__Belge metni__:
------------------------------------------------------------------------

Fotoğraf: Pixabay
BAYRAK YARIŞINDA SALİSENİN ÖNEMİ
Atletizm branşlarından ‘4×100’ bayrak yarışı hep ilgimi çekmiştir. O yarış halinde bayrağın saliseler içinde el değiştirmesi ve atletler arasındaki uyum, diğer branşlara göre bana daha etkileyici gelir. Ancak, izlemek dışında, bu branşın doğuşu hakkında ayrıntılı bilgim yoktu. Geçtiğimiz günlerde McKinsey uzmanlarının (Excellence kitabının yazarları) bir araştırmasını okuyunca, bir miktar araştırma da yaptım. ‘4×100’ bayrak yarışı deyip geçmemek gerekiyormuş!
Yaz olimpiyatı atletizm branşlarından olan 4×100 bayrak yarışı, eski Yunan’dan esinlenerek yaratılmış. Antik Yunan’da kuryeler/taşıyıcılar, mesajları elden ele, bir çubuğa sarılı olarak taşırlarmış. Biri belli bir yere kadar getirir, ardından bir başkasına teslim edermiş. Bu spor ilk defa 1912 yılında Stockholm Olimpiyatları’nda yarışlara dahil edilmiş. Bu, ilk öğrendiğim konu oldu.
İkincisi ise ABD’li atletlerin bu branşta gösterdikleri sıra dışı başarıyı ilk defa öğrendim. 20’nci yüzyıl boyunca olimpiyatlarda bu branşı Amerikalı sporcular domine etmiş. Ancak, bireysel başarılara rağmen ABD’li sporcular, 21’inci yüzyılda bir takım halinde başarıya ulaşamadılar. Yazarlar, bunu, tek bir gerekçeyle açıklıyorlar: “Bayrağı devretme sürecini kötü yönetme.”

------------------------------------------------------------------------

__Yazılı görev a__:
Satırlar arasından "tent" sözcüğünü içerenlerin tamamını çıkarıp yaz; büyük ve küçük harf ayrımı dikkate alınmalıdır.

Bir koleksiyondan alınmış satırlar:

------------------------------------------------------------------------

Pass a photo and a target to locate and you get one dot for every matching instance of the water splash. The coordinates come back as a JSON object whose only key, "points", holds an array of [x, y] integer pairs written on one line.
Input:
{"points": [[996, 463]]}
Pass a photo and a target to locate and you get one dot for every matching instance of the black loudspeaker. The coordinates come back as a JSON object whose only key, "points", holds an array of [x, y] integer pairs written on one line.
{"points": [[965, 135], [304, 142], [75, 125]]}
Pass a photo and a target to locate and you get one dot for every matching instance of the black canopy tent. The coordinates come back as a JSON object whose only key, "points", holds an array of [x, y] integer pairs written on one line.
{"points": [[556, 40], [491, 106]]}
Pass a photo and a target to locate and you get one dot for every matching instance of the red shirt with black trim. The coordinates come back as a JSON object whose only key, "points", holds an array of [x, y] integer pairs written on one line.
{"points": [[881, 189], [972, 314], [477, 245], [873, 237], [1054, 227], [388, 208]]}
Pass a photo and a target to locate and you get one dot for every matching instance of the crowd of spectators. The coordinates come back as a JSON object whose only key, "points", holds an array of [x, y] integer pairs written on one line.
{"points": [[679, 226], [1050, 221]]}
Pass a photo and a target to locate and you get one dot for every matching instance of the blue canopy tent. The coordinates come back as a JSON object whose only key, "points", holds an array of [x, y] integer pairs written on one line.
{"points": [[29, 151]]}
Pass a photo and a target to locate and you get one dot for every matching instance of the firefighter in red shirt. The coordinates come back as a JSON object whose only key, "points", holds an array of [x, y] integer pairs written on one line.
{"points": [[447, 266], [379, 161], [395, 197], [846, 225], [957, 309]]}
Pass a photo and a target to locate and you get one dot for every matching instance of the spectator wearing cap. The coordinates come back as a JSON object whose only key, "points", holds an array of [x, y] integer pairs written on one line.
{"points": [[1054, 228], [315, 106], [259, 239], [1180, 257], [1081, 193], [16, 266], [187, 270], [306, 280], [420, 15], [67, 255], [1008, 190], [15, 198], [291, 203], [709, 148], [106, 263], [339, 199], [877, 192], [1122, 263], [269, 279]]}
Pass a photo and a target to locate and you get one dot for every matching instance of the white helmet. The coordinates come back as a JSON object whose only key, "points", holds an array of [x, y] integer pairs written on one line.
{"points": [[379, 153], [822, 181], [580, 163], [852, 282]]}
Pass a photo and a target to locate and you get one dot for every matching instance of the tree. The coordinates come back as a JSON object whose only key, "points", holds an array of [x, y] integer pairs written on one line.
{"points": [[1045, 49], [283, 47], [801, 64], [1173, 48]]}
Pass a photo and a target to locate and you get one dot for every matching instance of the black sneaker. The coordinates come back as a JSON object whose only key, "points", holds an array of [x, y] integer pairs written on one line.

------------------------------------------------------------------------

__Yazılı görev b__:
Bayrak yarışı yazısının "Fotoğraf: Pixabay" sözlerinin geçtiği yerden başlayıp "öğrendiğim konu oldu." sözlerinden sonra biten bölümünü yeniden yaz ve bu bölümde "Stockholm" yerine "Londra" kullan.

__Yazılı yanıt a__:
Pass a photo and a target to locate and you get one dot for every matching instance of the black canopy tent. The coordinates come back as a JSON object whose only key, "points", holds an array of [x, y] integer pairs written on one line.
Pass a photo and a target to locate and you get one dot for every matching instance of the blue canopy tent. The coordinates come back as a JSON object whose only key, "points", holds an array of [x, y] integer pairs written on one line.

__Yazılı yanıt b__:
Fotoğraf: Pixabay
BAYRAK YARIŞINDA SALİSENİN ÖNEMİ
Atletizm branşlarından ‘4×100’ bayrak yarışı hep ilgimi çekmiştir. O yarış halinde bayrağın saliseler içinde el değiştirmesi ve atletler arasındaki uyum, diğer branşlara göre bana daha etkileyici gelir. Ancak, izlemek dışında, bu branşın doğuşu hakkında ayrıntılı bilgim yoktu. Geçtiğimiz günlerde McKinsey uzmanlarının (Excellence kitabının yazarları) bir araştırmasını okuyunca, bir miktar araştırma da yaptım. ‘4×100’ bayrak yarışı deyip geçmemek gerekiyormuş!
Yaz olimpiyatı atletizm branşlarından olan 4×100 bayrak yarışı, eski Yunan’dan esinlenerek yaratılmış. Antik Yunan’da kuryeler/taşıyıcılar, mesajları elden ele, bir çubuğa sarılı olarak taşırlarmış. Biri belli bir yere kadar getirir, ardından bir başkasına teslim edermiş. Bu spor ilk defa 1912 yılında Londra Olimpiyatları’nda yarışlara dahil edilmiş. Bu, ilk öğrendiğim konu oldu.